Please list every line of the items below that contains the word "appear", copying each such line in full.

.....

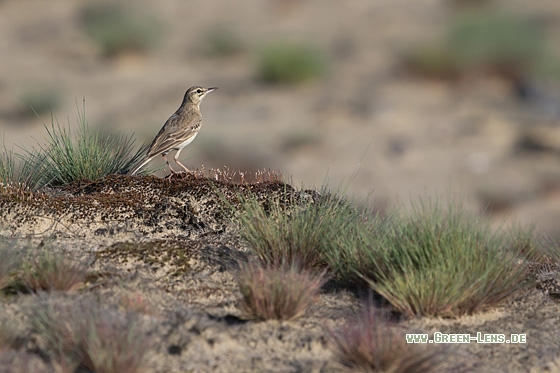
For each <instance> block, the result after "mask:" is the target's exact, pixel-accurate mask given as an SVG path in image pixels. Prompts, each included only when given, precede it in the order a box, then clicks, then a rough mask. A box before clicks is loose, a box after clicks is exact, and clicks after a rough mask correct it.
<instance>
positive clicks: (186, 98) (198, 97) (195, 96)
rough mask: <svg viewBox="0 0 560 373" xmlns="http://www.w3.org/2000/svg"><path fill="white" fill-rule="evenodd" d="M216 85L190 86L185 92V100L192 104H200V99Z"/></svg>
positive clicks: (202, 98)
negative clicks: (204, 87)
mask: <svg viewBox="0 0 560 373" xmlns="http://www.w3.org/2000/svg"><path fill="white" fill-rule="evenodd" d="M216 89H218V87H212V88H203V87H198V86H194V87H190V88H189V89H188V90H187V93H185V100H186V101H189V102H192V103H194V104H197V105H198V104H200V103H201V102H202V99H203V98H204V97H205V96H206V95H207V94H208V93H210V92H212V91H215V90H216Z"/></svg>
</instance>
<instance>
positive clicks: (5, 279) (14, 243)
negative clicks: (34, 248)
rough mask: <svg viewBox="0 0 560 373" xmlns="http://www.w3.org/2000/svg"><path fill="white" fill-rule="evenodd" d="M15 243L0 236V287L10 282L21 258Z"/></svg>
mask: <svg viewBox="0 0 560 373" xmlns="http://www.w3.org/2000/svg"><path fill="white" fill-rule="evenodd" d="M15 244H16V241H15V240H11V241H10V240H7V239H5V238H2V237H0V289H3V288H4V287H6V285H8V284H9V283H10V281H11V280H12V277H13V275H14V273H15V271H16V269H17V268H18V266H19V263H20V260H21V259H20V255H19V252H18V250H17V249H16V246H15Z"/></svg>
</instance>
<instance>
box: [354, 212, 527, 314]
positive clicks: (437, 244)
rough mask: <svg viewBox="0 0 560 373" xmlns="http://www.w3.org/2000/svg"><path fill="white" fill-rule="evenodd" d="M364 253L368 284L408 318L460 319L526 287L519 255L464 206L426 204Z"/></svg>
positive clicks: (398, 225) (499, 301)
mask: <svg viewBox="0 0 560 373" xmlns="http://www.w3.org/2000/svg"><path fill="white" fill-rule="evenodd" d="M395 223H396V224H395V225H393V226H392V227H391V229H386V230H385V231H384V233H383V234H381V235H378V236H376V237H373V238H372V240H371V241H370V246H369V247H368V248H367V249H365V250H363V252H362V255H364V254H365V255H364V257H365V259H366V260H365V261H366V263H367V264H366V266H369V269H368V270H367V272H368V273H369V274H368V276H370V278H369V279H368V282H369V284H370V286H371V288H372V289H373V290H375V291H376V292H378V293H379V294H381V295H382V296H383V297H384V298H386V299H387V300H388V301H389V302H390V303H391V304H393V305H394V306H395V307H396V308H397V309H398V310H399V311H401V312H403V313H404V314H406V315H410V316H413V315H429V316H458V315H462V314H471V313H474V312H476V311H479V310H481V309H484V308H486V307H489V306H493V305H496V304H498V303H499V302H501V301H503V300H504V299H506V298H507V297H508V296H510V295H512V294H514V293H516V292H517V291H519V290H521V289H523V288H525V287H527V285H528V270H527V264H526V262H525V261H523V260H521V259H522V255H521V253H520V250H516V249H515V248H512V247H510V246H509V245H508V244H507V242H508V240H507V236H506V235H504V234H503V233H504V232H497V233H496V232H493V231H492V230H491V227H490V225H489V224H488V223H486V222H484V221H482V220H481V219H480V218H476V217H474V216H470V215H469V214H468V213H465V212H464V211H463V209H462V206H461V205H460V204H456V203H455V204H454V203H451V204H450V205H449V206H448V207H442V206H441V205H440V204H439V203H438V202H432V201H428V202H426V201H423V202H420V204H419V205H417V206H415V207H414V210H413V211H412V212H411V214H410V215H408V216H404V217H402V216H401V218H400V220H399V221H396V222H395Z"/></svg>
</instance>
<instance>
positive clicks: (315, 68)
mask: <svg viewBox="0 0 560 373" xmlns="http://www.w3.org/2000/svg"><path fill="white" fill-rule="evenodd" d="M326 70H327V64H326V60H325V58H324V56H323V55H322V54H321V53H320V52H318V51H317V50H316V49H315V48H313V47H310V46H307V45H293V44H273V45H269V46H267V47H266V48H264V49H263V50H262V51H261V52H260V55H259V77H260V79H261V80H262V81H264V82H267V83H274V84H278V83H288V84H295V83H302V82H305V81H308V80H312V79H316V78H319V77H321V76H323V75H324V74H325V73H326Z"/></svg>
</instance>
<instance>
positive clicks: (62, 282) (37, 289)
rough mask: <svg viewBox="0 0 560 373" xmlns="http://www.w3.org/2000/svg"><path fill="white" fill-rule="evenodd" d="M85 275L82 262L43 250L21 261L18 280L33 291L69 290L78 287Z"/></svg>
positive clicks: (50, 251)
mask: <svg viewBox="0 0 560 373" xmlns="http://www.w3.org/2000/svg"><path fill="white" fill-rule="evenodd" d="M87 275H88V270H87V268H86V266H85V265H84V264H82V263H80V262H78V261H76V260H70V259H68V258H66V257H65V256H64V255H62V254H57V253H53V252H51V251H44V252H42V253H40V254H37V255H34V257H33V258H32V259H30V260H29V261H27V262H24V263H23V265H22V269H21V273H20V275H19V280H20V281H21V282H22V285H23V286H24V287H25V288H26V289H29V290H30V291H33V292H39V291H53V290H60V291H70V290H75V289H76V288H77V287H79V286H80V285H81V284H82V283H83V281H84V280H85V279H86V277H87Z"/></svg>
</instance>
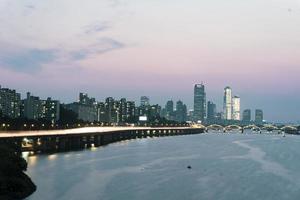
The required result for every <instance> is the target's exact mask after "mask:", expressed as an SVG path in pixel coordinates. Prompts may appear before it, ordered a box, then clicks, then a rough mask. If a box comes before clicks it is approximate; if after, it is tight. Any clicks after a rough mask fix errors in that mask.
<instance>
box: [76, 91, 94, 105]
mask: <svg viewBox="0 0 300 200" xmlns="http://www.w3.org/2000/svg"><path fill="white" fill-rule="evenodd" d="M79 103H81V104H83V105H90V106H92V105H95V104H96V100H95V98H90V97H89V96H88V94H86V93H79Z"/></svg>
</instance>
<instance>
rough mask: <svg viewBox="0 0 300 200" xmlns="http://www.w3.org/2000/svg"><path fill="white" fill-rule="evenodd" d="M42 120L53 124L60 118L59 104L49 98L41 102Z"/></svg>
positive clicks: (59, 102)
mask: <svg viewBox="0 0 300 200" xmlns="http://www.w3.org/2000/svg"><path fill="white" fill-rule="evenodd" d="M43 102H44V103H43V110H44V114H43V115H44V118H45V119H46V120H47V121H49V122H51V123H52V124H54V123H55V122H57V121H58V120H59V117H60V102H59V101H57V100H52V99H51V98H50V97H48V98H47V100H44V101H43Z"/></svg>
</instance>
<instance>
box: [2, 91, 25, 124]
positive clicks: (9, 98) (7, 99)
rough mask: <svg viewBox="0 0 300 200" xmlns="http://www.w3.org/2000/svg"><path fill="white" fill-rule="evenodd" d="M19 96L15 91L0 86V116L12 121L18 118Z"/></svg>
mask: <svg viewBox="0 0 300 200" xmlns="http://www.w3.org/2000/svg"><path fill="white" fill-rule="evenodd" d="M20 107H21V95H20V94H19V93H16V91H15V90H11V89H8V88H1V86H0V116H3V117H9V118H12V119H15V118H18V117H20Z"/></svg>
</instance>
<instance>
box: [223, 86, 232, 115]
mask: <svg viewBox="0 0 300 200" xmlns="http://www.w3.org/2000/svg"><path fill="white" fill-rule="evenodd" d="M223 112H224V119H225V120H231V119H232V90H231V88H230V87H226V88H225V89H224V104H223Z"/></svg>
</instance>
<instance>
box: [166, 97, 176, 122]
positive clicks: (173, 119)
mask: <svg viewBox="0 0 300 200" xmlns="http://www.w3.org/2000/svg"><path fill="white" fill-rule="evenodd" d="M165 111H166V113H165V118H166V119H167V120H174V118H175V117H174V102H173V101H172V100H169V101H167V103H166V107H165Z"/></svg>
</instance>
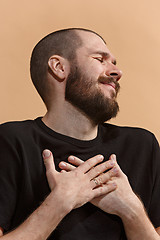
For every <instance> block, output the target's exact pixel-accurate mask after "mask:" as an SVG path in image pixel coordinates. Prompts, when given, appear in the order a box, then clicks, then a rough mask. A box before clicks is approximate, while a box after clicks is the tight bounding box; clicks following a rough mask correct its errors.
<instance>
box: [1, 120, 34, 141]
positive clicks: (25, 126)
mask: <svg viewBox="0 0 160 240" xmlns="http://www.w3.org/2000/svg"><path fill="white" fill-rule="evenodd" d="M34 125H35V121H34V120H24V121H13V122H6V123H3V124H1V125H0V138H2V139H6V138H7V139H12V138H19V137H24V138H25V137H26V136H27V133H29V132H30V131H32V129H33V128H34Z"/></svg>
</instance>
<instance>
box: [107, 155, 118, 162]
mask: <svg viewBox="0 0 160 240" xmlns="http://www.w3.org/2000/svg"><path fill="white" fill-rule="evenodd" d="M109 159H110V160H113V161H115V162H117V157H116V155H115V154H111V156H110V157H109Z"/></svg>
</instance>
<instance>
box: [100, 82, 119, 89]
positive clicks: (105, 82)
mask: <svg viewBox="0 0 160 240" xmlns="http://www.w3.org/2000/svg"><path fill="white" fill-rule="evenodd" d="M102 84H104V85H109V86H111V87H113V88H114V89H116V85H115V83H113V82H110V83H107V82H102Z"/></svg>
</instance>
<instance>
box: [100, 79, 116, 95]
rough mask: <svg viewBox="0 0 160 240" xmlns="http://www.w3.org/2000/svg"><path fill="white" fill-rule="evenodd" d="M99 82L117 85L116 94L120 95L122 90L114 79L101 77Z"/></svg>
mask: <svg viewBox="0 0 160 240" xmlns="http://www.w3.org/2000/svg"><path fill="white" fill-rule="evenodd" d="M98 81H99V82H102V83H106V84H110V83H113V84H114V85H115V90H116V94H118V92H119V90H120V84H119V82H118V81H116V80H115V79H114V78H113V77H99V78H98Z"/></svg>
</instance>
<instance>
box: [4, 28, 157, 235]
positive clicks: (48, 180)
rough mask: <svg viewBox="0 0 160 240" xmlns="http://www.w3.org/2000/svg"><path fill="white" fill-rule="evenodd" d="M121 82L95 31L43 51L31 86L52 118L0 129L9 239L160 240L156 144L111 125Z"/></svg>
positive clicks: (51, 37)
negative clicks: (119, 85) (126, 239)
mask: <svg viewBox="0 0 160 240" xmlns="http://www.w3.org/2000/svg"><path fill="white" fill-rule="evenodd" d="M121 75H122V73H121V71H120V70H119V69H118V68H117V66H116V60H115V58H114V56H113V55H112V54H111V52H110V51H109V49H108V48H107V46H106V43H105V41H104V40H103V39H102V38H101V37H100V36H99V35H98V34H96V33H95V32H92V31H90V30H85V29H66V30H61V31H57V32H55V33H51V34H50V35H48V36H46V37H45V38H44V39H42V40H41V41H40V42H39V43H38V44H37V45H36V47H35V48H34V50H33V53H32V57H31V77H32V81H33V83H34V85H35V87H36V89H37V91H38V92H39V94H40V96H41V97H42V99H43V101H44V103H45V104H46V107H47V113H46V115H45V116H44V117H43V118H37V119H36V120H34V121H31V120H28V121H23V122H12V123H6V124H3V125H1V127H0V149H1V151H0V191H1V194H0V226H1V235H2V237H1V238H2V239H3V238H4V239H7V240H10V239H16V240H19V239H33V240H36V239H54V240H56V239H57V240H59V239H60V240H62V239H63V240H66V239H67V240H69V239H75V240H79V239H84V240H85V239H87V240H95V239H96V240H97V239H101V240H103V239H104V240H106V239H109V240H111V239H112V240H114V239H130V240H134V239H136V240H137V239H141V240H143V239H144V240H150V239H152V240H158V239H160V236H159V234H160V229H159V226H160V208H159V197H160V188H159V186H160V174H159V170H160V151H159V146H158V143H157V141H156V139H155V137H154V136H153V134H152V133H149V132H148V131H146V130H143V129H137V128H129V127H118V126H114V125H111V124H107V123H104V122H105V121H107V120H109V119H111V118H112V117H115V116H116V115H117V113H118V110H119V107H118V103H117V101H116V97H117V93H118V91H119V88H120V87H119V83H118V80H119V79H120V78H121ZM46 148H47V149H50V150H51V152H53V155H54V159H53V155H52V153H51V152H50V151H49V150H45V151H44V152H43V158H44V164H45V167H46V174H45V168H44V165H43V161H42V157H41V154H42V151H43V150H44V149H46ZM68 162H69V163H68ZM60 169H62V171H60ZM46 176H47V178H46ZM127 177H128V178H127ZM47 180H48V183H49V185H48V183H47ZM140 199H141V200H140ZM145 209H146V210H145ZM146 212H147V213H146ZM147 215H148V216H149V217H148V216H147ZM149 218H150V219H149ZM9 231H10V232H9ZM5 232H6V234H4V235H3V233H5ZM8 232H9V233H8Z"/></svg>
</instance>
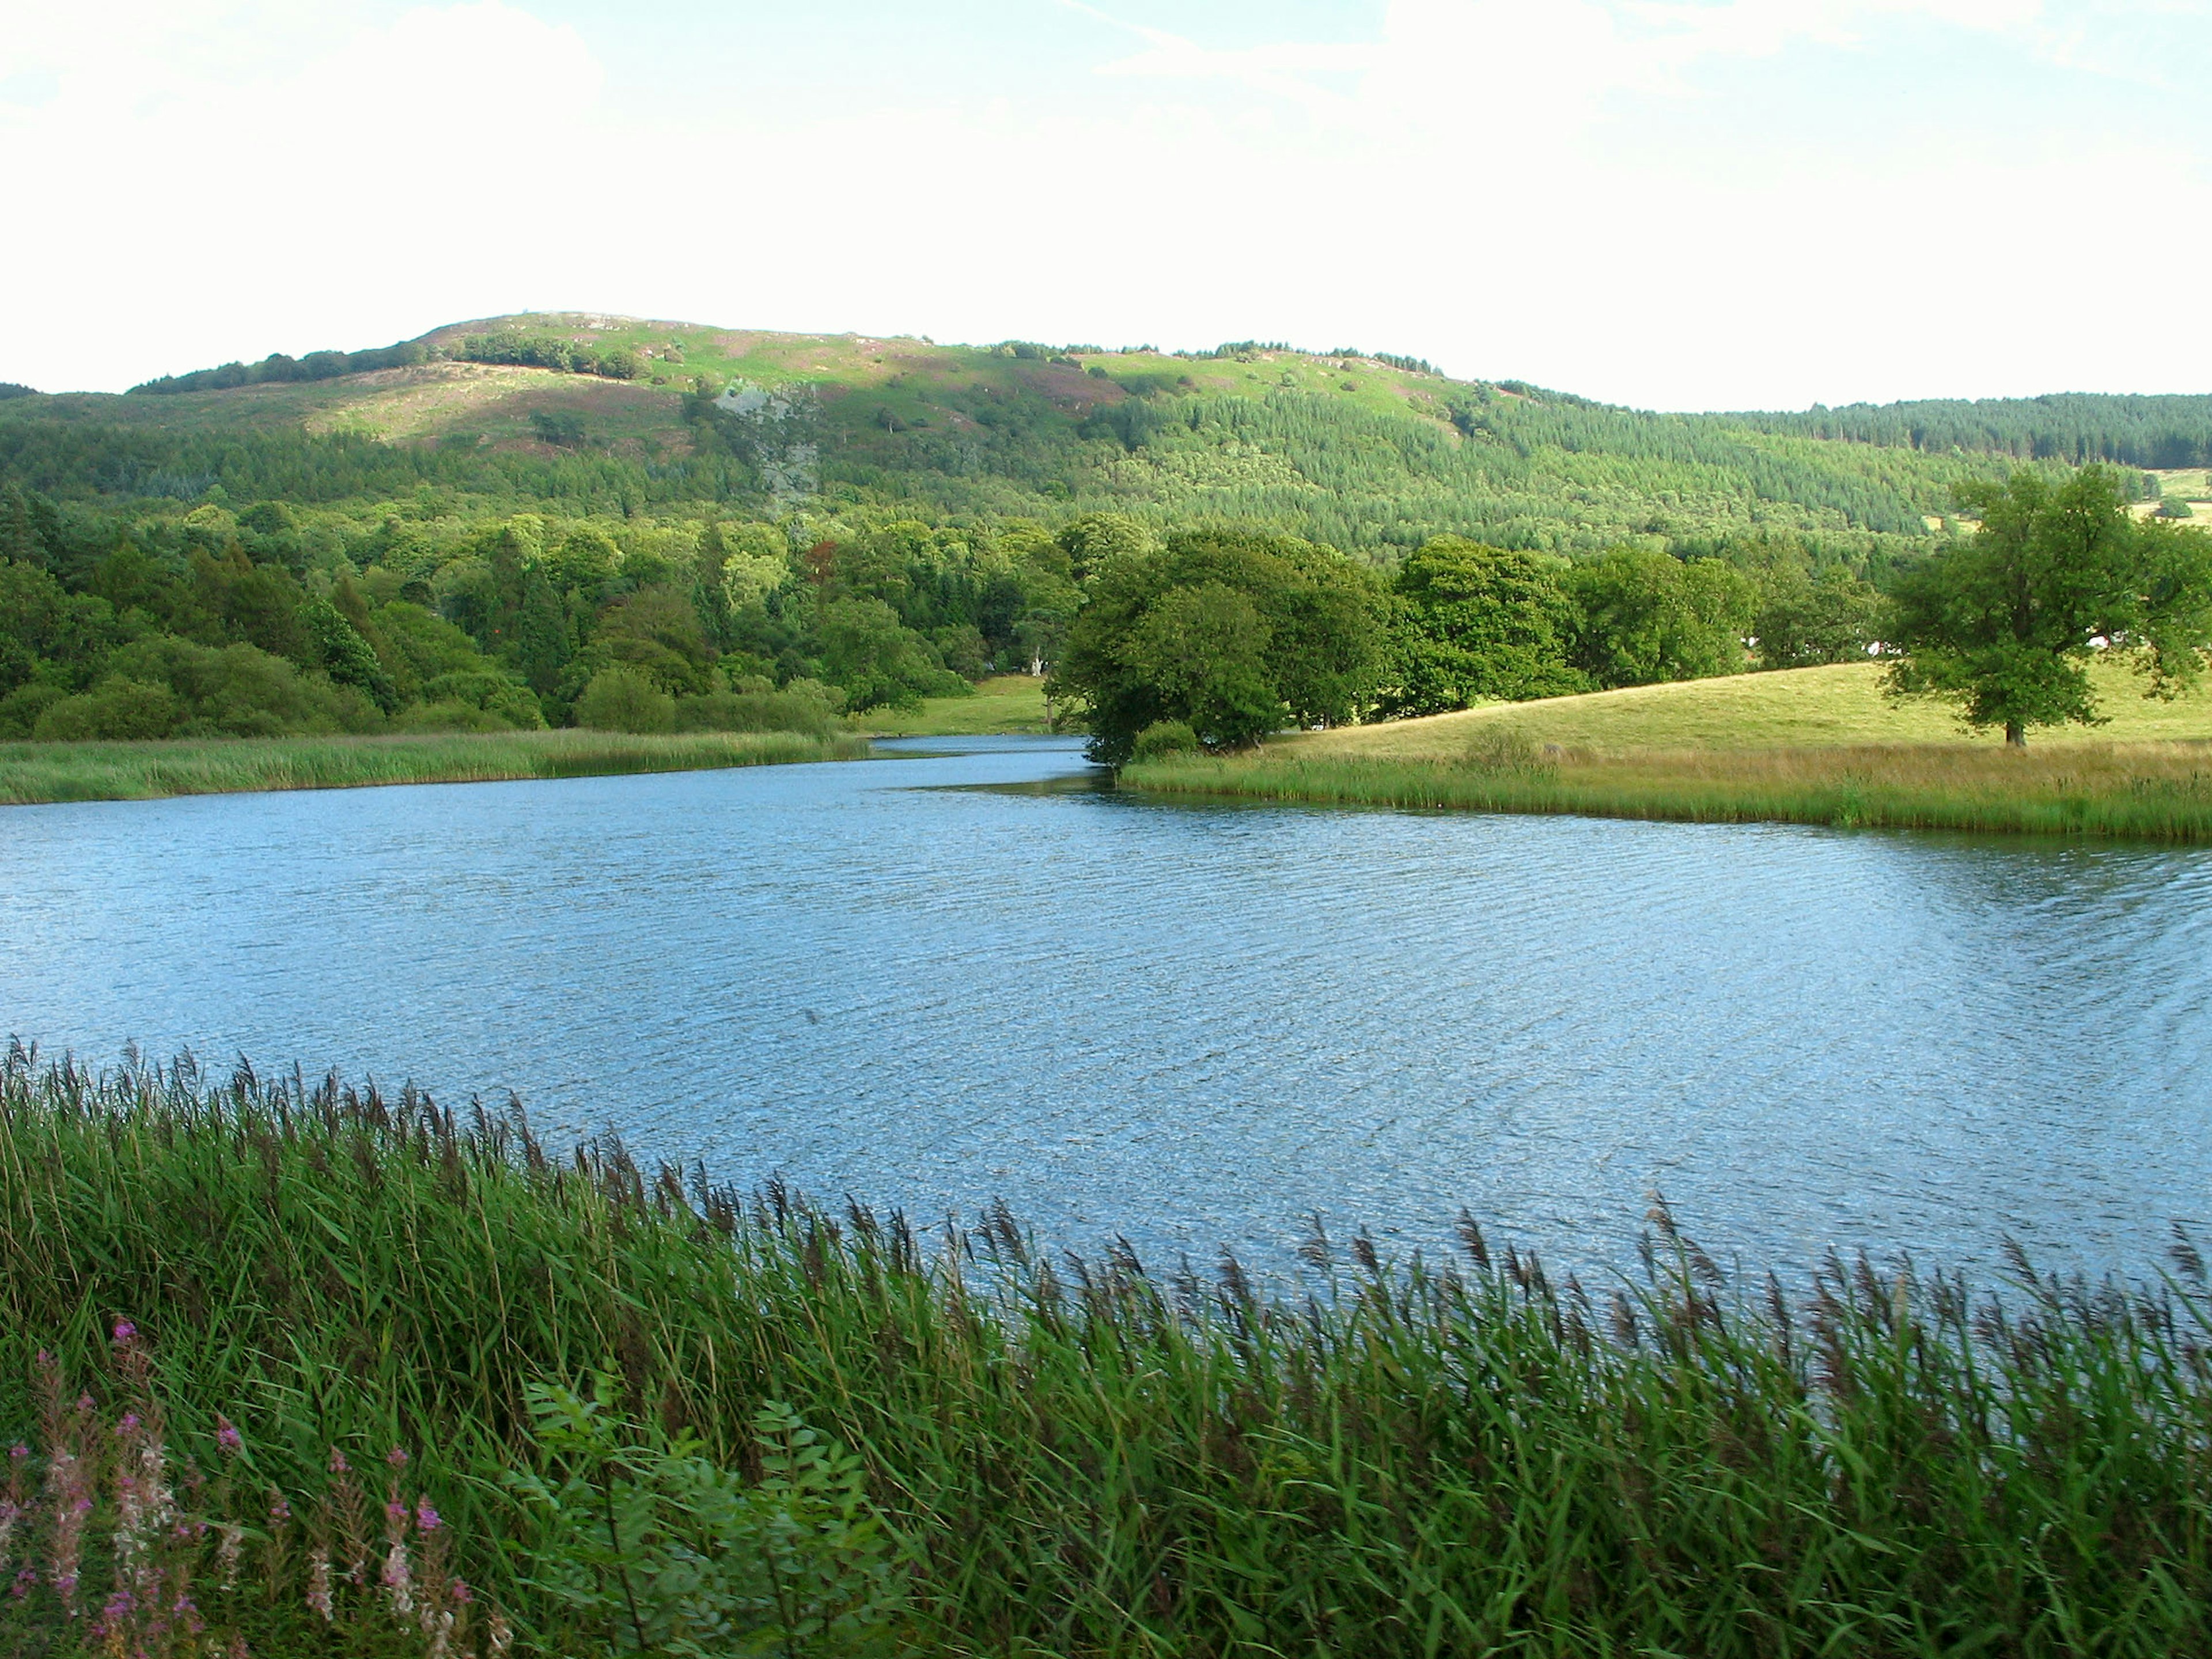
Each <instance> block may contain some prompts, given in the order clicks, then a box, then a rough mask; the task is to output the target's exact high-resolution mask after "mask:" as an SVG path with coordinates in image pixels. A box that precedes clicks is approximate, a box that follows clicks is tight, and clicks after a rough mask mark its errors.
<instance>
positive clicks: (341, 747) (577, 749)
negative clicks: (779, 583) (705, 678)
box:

.....

= ANSWER SPACE =
The required result for every <instance> is the target's exact mask after "mask:", expressed as an SVG path in pixel coordinates. Prompts may appear before it, ordered a box, then clicks, then a rough mask. If a box comes before clicks it is approximate; if after, it is tight. Any clicks after a rough mask fix errors in that mask.
For every <instance> block, output the target's exact pixel-accurate mask after "mask:" as an SVG path in image pixel coordinates. Prompts, when given, appear in the order a box, then clicks, then a rough mask. A box before clicks is approximate, while a box after clicks is the tight bounding box; clicks following a rough mask correct its errors.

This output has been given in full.